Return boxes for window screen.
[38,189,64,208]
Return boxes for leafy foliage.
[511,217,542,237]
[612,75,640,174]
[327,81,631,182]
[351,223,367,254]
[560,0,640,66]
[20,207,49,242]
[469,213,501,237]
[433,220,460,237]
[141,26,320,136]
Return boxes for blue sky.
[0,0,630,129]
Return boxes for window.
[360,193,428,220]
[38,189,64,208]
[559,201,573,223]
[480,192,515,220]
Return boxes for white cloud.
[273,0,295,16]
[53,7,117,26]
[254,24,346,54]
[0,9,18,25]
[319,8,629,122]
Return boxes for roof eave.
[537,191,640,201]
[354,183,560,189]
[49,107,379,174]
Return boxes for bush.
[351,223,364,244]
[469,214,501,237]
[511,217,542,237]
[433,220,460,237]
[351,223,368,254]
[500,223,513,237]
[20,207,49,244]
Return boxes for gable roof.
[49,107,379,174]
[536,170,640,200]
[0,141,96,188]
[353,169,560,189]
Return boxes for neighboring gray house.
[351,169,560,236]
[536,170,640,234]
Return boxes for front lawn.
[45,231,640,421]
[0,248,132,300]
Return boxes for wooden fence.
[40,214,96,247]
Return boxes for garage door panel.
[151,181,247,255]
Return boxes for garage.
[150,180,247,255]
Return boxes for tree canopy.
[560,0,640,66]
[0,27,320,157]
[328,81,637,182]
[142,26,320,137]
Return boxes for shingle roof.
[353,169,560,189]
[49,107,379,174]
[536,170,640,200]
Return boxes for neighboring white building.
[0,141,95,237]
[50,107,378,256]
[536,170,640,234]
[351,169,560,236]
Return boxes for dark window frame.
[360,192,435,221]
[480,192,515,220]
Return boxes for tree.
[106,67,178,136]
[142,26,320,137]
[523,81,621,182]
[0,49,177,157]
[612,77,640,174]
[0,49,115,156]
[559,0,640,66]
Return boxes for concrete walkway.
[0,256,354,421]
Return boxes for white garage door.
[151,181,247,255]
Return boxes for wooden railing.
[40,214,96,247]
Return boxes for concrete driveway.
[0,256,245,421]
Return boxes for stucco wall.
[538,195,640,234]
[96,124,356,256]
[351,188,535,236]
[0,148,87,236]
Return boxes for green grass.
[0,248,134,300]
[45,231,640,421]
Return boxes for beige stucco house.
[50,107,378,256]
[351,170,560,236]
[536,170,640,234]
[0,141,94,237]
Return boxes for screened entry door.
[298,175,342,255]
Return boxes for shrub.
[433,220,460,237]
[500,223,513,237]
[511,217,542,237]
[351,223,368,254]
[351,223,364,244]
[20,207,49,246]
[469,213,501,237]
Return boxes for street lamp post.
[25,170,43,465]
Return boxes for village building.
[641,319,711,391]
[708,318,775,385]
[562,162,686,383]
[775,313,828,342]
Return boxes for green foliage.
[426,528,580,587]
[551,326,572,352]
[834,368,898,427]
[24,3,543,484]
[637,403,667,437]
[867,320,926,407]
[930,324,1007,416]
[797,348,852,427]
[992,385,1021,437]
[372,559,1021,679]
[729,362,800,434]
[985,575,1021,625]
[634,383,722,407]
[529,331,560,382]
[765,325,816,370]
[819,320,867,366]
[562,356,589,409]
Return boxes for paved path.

Job ▸ Print all of the entries above again, word for word and in the same order, changing nothing.

Output of the exercise ▸
Return boxes for window screen.
[38,189,64,208]
Return boxes for leafy foliage.
[511,217,542,237]
[612,75,640,174]
[327,81,631,182]
[351,223,367,254]
[560,0,640,66]
[20,207,49,242]
[469,213,501,237]
[433,220,460,237]
[141,26,320,136]
Return boxes for blue sky.
[0,0,630,129]
Return boxes for window.
[360,193,428,220]
[38,189,64,208]
[559,201,573,223]
[480,192,515,220]
Return boxes for white cloud.
[273,0,295,16]
[53,7,117,26]
[254,24,346,54]
[0,9,18,25]
[319,8,629,122]
Return boxes for roof eave.
[537,191,640,201]
[354,183,560,189]
[49,107,379,174]
Return boxes for bush.
[351,223,364,244]
[469,214,501,237]
[511,217,542,237]
[433,220,460,237]
[351,223,368,254]
[500,223,513,237]
[20,207,49,244]
Return boxes for gable roof.
[49,107,379,174]
[536,170,640,200]
[0,141,96,188]
[353,169,560,189]
Return boxes for neighboring gray house.
[351,169,560,236]
[536,170,640,234]
Return boxes for front lawn.
[45,231,640,421]
[0,248,132,300]
Return boxes for wooden fence.
[40,214,96,247]
Return boxes for garage door panel.
[151,181,247,255]
Return boxes for garage.
[150,180,247,255]
Return boxes for tree canopy.
[560,0,640,66]
[0,27,320,157]
[328,81,637,182]
[142,26,320,137]
Return boxes for shingle roof.
[353,169,560,189]
[49,107,379,174]
[536,170,640,200]
Return boxes for neighboring white building.
[0,141,95,237]
[50,107,378,256]
[536,170,640,234]
[351,169,560,236]
Return boxes for dark window frame.
[360,192,435,221]
[480,192,515,220]
Return boxes for tree.
[106,67,178,136]
[142,26,320,137]
[523,81,621,182]
[0,49,177,157]
[612,77,640,174]
[0,49,115,156]
[559,0,640,66]
Return boxes for concrete walkway.
[0,256,354,421]
Return boxes for white garage door.
[151,181,247,255]
Return boxes for wooden railing.
[40,214,96,247]
Return boxes for concrete driveway.
[0,256,245,421]
Return boxes for stucco wall.
[538,195,640,234]
[96,124,356,256]
[351,188,535,236]
[0,148,87,236]
Return boxes for green grass.
[0,248,134,300]
[45,231,640,421]
Return boxes for beige stucco house.
[50,107,378,256]
[351,170,560,236]
[536,170,640,234]
[0,141,94,237]
Return boxes for screened entry door.
[298,175,342,255]
Return boxes for shrub.
[433,220,460,237]
[500,223,513,237]
[511,217,542,237]
[351,223,368,254]
[351,223,364,244]
[20,207,49,246]
[469,213,501,237]
Return boxes for street lamp post.
[25,170,43,465]
Return boxes for village building.
[641,319,711,391]
[708,318,775,385]
[562,162,686,383]
[775,313,828,342]
Return boxes for green foliage.
[426,528,580,587]
[551,326,572,352]
[834,368,898,427]
[24,3,543,484]
[637,403,667,437]
[867,320,926,407]
[930,324,1007,416]
[797,348,852,427]
[992,385,1021,437]
[372,559,1021,679]
[729,362,800,434]
[985,575,1021,625]
[634,383,722,407]
[529,331,560,382]
[765,325,816,370]
[819,320,867,366]
[562,356,589,409]
Return boxes for paved path.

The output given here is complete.